Render every entry verbatim.

#### Dataset extract

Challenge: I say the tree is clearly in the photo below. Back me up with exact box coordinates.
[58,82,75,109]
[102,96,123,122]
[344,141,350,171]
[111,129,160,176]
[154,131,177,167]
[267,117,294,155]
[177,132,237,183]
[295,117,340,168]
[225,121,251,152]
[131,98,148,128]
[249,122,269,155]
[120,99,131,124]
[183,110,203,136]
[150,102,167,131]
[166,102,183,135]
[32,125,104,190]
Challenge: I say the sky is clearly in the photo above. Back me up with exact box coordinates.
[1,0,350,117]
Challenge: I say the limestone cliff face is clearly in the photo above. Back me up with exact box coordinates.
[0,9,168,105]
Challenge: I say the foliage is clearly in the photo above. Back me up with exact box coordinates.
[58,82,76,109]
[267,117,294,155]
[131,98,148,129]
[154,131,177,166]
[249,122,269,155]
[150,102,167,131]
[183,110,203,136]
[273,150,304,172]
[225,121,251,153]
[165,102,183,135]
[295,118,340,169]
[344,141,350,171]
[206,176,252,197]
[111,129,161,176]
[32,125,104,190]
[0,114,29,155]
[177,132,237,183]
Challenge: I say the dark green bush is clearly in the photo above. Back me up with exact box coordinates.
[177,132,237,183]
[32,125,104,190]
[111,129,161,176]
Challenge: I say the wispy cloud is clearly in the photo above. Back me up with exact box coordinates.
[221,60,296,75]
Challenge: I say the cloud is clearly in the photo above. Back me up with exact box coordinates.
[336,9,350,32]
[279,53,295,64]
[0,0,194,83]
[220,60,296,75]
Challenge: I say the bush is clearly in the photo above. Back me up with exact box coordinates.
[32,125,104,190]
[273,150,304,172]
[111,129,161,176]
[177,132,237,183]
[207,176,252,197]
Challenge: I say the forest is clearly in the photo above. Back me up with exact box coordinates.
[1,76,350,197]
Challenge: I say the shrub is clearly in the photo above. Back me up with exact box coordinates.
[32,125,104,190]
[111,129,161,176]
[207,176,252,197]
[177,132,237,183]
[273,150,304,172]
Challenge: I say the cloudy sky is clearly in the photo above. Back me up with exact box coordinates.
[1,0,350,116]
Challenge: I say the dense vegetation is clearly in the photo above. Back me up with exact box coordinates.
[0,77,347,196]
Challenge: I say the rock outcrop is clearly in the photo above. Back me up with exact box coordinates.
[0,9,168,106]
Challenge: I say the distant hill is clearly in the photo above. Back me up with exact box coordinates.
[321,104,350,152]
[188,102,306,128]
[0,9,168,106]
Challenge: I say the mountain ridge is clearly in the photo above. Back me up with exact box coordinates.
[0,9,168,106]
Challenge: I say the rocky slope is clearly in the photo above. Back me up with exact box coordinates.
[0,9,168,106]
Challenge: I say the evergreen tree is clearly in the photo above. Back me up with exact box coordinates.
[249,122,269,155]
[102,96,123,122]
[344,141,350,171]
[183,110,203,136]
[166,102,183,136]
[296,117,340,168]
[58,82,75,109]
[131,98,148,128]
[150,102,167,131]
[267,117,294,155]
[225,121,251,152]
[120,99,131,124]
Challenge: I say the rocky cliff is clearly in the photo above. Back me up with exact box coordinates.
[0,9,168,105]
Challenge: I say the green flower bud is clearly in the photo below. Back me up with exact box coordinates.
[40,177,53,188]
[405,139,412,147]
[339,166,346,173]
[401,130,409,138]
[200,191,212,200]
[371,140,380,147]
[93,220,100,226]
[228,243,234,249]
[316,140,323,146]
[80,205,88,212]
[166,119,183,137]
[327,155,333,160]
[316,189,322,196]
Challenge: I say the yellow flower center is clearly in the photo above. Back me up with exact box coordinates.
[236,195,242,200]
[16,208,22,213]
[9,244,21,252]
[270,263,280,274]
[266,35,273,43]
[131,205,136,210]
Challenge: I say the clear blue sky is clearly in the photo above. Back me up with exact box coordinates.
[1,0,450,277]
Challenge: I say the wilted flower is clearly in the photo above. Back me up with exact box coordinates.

########

*Written solution*
Challenge: I say the tree is clearly in the photo below. Back me up with exact box coordinates.
[58,82,75,109]
[102,96,123,122]
[344,141,350,171]
[111,129,160,176]
[154,131,177,167]
[267,117,294,155]
[177,132,237,183]
[295,117,340,168]
[225,121,251,152]
[131,98,148,128]
[249,122,269,155]
[120,99,131,124]
[183,110,203,136]
[150,102,167,131]
[166,102,183,135]
[32,125,104,190]
Challenge: I say the sky is clearly in the photo above. Back me up with exact box coordinates.
[1,0,350,117]
Challenge: I say the limestone cliff face is clearly in the photo above. Back me up with exact box coordinates.
[0,9,168,105]
Challenge: I say the foliage is clearly in the photo above. Back me up with exact box coordinates.
[58,82,76,109]
[267,117,294,155]
[131,98,148,129]
[154,131,177,166]
[249,122,269,155]
[150,102,167,131]
[183,110,203,136]
[273,150,304,172]
[225,121,251,153]
[165,102,183,135]
[295,118,340,169]
[344,141,350,171]
[206,176,252,197]
[111,129,161,176]
[32,125,104,190]
[0,114,29,155]
[177,132,237,183]
Challenge: I say the dark green bush is clearly in the photo above. Back me up with exact box coordinates.
[177,132,237,183]
[32,125,104,190]
[111,129,161,176]
Challenge: I say the wispy cloud is clearly in the photo above. Back me up with exact box coordinates.
[221,60,296,75]
Challenge: I say the cloud is clearly in the photo above. Back me up with exact box coordinates.
[336,9,350,32]
[279,53,295,64]
[0,0,194,83]
[220,60,296,75]
Challenge: I say the bush is clearly in the photo above. Back me up with exact box coordinates.
[32,125,104,190]
[273,150,304,172]
[111,129,161,176]
[177,132,237,183]
[207,176,252,197]
Challenge: I say the forest is clearly in the photo above. Back me up with exact box coordinates.
[1,76,350,197]
Challenge: I say the shrub is clearly in the photo above. Back me up with exact box coordinates.
[32,125,104,190]
[111,129,161,176]
[207,176,252,197]
[177,132,237,183]
[273,150,304,172]
Challenge: I say the cloudy sky is clearly in the photo above. Back me up with exact box coordinates.
[1,0,350,116]
Challenge: I say the dense vegetation is clearly in the photo above. Back me up with exact box coordinates.
[0,77,347,196]
Challenge: I say the rock outcrop is clearly in the photo above. Back me up with exact box coordinates.
[0,9,168,106]
Challenge: I say the distant hill is clearly in the photo above. Back me up with exact box coordinates.
[321,104,350,152]
[188,102,306,128]
[0,9,168,106]
Challenge: I say the mountain ridge is clearly in the photo above. Back me up with exact box coordinates.
[0,9,168,106]
Challenge: I say the rocky slope is clearly in the photo above. Back me up with exact box coordinates.
[0,9,168,106]
Challenge: I say the evergreen tree is clearly in the photo above. Back me up with exact box coordinates.
[249,122,269,155]
[102,96,123,122]
[344,141,350,171]
[183,110,203,136]
[166,102,183,136]
[296,117,340,168]
[58,82,75,109]
[131,98,148,128]
[150,102,167,131]
[267,117,294,155]
[225,121,251,152]
[120,99,131,124]
Challenge: I say the rocky cliff is clearly in the photo above. Back me up with exact box coordinates.
[0,9,168,105]
Challenge: I say the green flower bud is clearly in the photo below. Back me up with exact box coordinates.
[40,177,53,188]
[405,139,412,147]
[339,166,346,173]
[401,130,409,138]
[200,191,212,200]
[371,140,380,147]
[93,220,100,226]
[228,243,234,249]
[316,140,323,146]
[80,205,88,212]
[166,119,183,137]
[327,155,333,160]
[316,189,322,196]
Challenge: I say the yellow flower center is clearly in the photo above. Back me up with exact box coordinates.
[236,195,242,200]
[16,208,22,213]
[9,244,21,252]
[270,263,280,274]
[266,35,273,43]
[131,205,136,210]
Challenge: I say the clear blue sky is clearly in the photo above. Back me up with exact box coordinates.
[1,0,450,277]
Challenge: I say the wilted flower is clearly in the photo above. Back me up with exact box coordinates.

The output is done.